==== Available records ====
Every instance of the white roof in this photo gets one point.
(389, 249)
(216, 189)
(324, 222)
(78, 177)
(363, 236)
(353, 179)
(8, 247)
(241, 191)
====
**Task description**
Arrange this listing as a two-column CSV with the header columns "request" and "points", one row per item. Put the item's text in the first field and its answer in the second, quote each field, and replace any line breaks with spaces.

**Task response**
request,points
"Every instance of the white roof in this photo gets one point.","(389, 249) (216, 189) (324, 222) (78, 177) (363, 236) (353, 179) (8, 247) (241, 191)"